WORK REQUIRED:
Quote the lines of the records that follow word for word, omitting the pictures from your answer.
--- Start of INFORMATION SUPPLIED ---
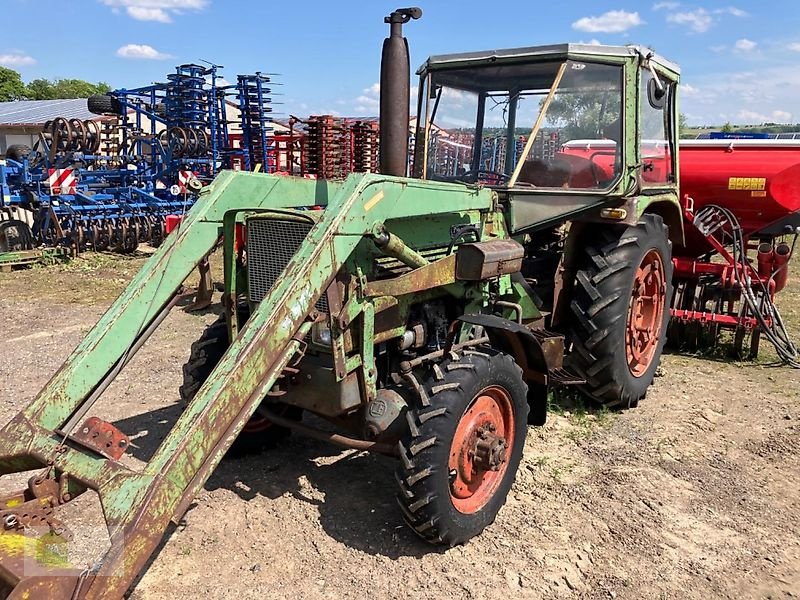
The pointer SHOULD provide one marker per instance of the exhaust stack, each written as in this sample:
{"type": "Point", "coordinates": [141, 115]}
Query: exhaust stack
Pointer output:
{"type": "Point", "coordinates": [395, 94]}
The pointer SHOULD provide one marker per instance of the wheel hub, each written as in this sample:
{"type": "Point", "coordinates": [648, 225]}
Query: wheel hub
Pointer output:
{"type": "Point", "coordinates": [490, 450]}
{"type": "Point", "coordinates": [645, 315]}
{"type": "Point", "coordinates": [478, 453]}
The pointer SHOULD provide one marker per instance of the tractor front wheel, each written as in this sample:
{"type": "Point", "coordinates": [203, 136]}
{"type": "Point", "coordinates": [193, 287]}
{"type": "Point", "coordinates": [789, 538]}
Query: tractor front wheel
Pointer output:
{"type": "Point", "coordinates": [466, 433]}
{"type": "Point", "coordinates": [620, 310]}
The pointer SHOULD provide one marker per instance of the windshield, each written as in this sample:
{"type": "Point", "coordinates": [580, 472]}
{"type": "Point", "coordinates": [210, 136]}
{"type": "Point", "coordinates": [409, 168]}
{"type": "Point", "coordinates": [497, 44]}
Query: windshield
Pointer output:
{"type": "Point", "coordinates": [543, 125]}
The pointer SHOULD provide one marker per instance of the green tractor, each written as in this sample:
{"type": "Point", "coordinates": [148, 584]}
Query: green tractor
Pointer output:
{"type": "Point", "coordinates": [427, 317]}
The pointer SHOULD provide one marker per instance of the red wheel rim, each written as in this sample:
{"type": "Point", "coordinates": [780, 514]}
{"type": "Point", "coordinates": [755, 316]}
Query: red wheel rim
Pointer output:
{"type": "Point", "coordinates": [645, 313]}
{"type": "Point", "coordinates": [481, 446]}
--- End of INFORMATION SUPPLIED ---
IN RESPONSE:
The pointer SHOULD provide one marker per instance of the exhaust stack, each written as in this sample:
{"type": "Point", "coordinates": [141, 115]}
Query: exhaust stack
Pointer output:
{"type": "Point", "coordinates": [395, 94]}
The pointer SHOULD provide one marker per instance of the wheel hub, each written as in this sample:
{"type": "Point", "coordinates": [648, 225]}
Query: wheel hub
Pointer output:
{"type": "Point", "coordinates": [490, 450]}
{"type": "Point", "coordinates": [645, 315]}
{"type": "Point", "coordinates": [478, 453]}
The pointer SHOULD provide one marker per instance of the tractor front wheel, each written as in this sample:
{"type": "Point", "coordinates": [203, 136]}
{"type": "Point", "coordinates": [193, 287]}
{"type": "Point", "coordinates": [789, 538]}
Query: tractor front wheel
Pointer output:
{"type": "Point", "coordinates": [466, 433]}
{"type": "Point", "coordinates": [620, 310]}
The pointer SHOULD provide one marker per instance of the windshield, each written as in this sample:
{"type": "Point", "coordinates": [580, 472]}
{"type": "Point", "coordinates": [210, 136]}
{"type": "Point", "coordinates": [409, 168]}
{"type": "Point", "coordinates": [497, 44]}
Query: windshield
Pointer output:
{"type": "Point", "coordinates": [543, 125]}
The pointer SHOULD provide one marker per instance of the green tractor, each written as in this sample:
{"type": "Point", "coordinates": [148, 584]}
Query: green tractor
Pointer output:
{"type": "Point", "coordinates": [427, 317]}
The pointer SHOULD provide one marker per instance of the red wheel rim, each written as in this sample:
{"type": "Point", "coordinates": [780, 514]}
{"type": "Point", "coordinates": [755, 316]}
Query: red wheel rim
Pointer output:
{"type": "Point", "coordinates": [645, 313]}
{"type": "Point", "coordinates": [481, 446]}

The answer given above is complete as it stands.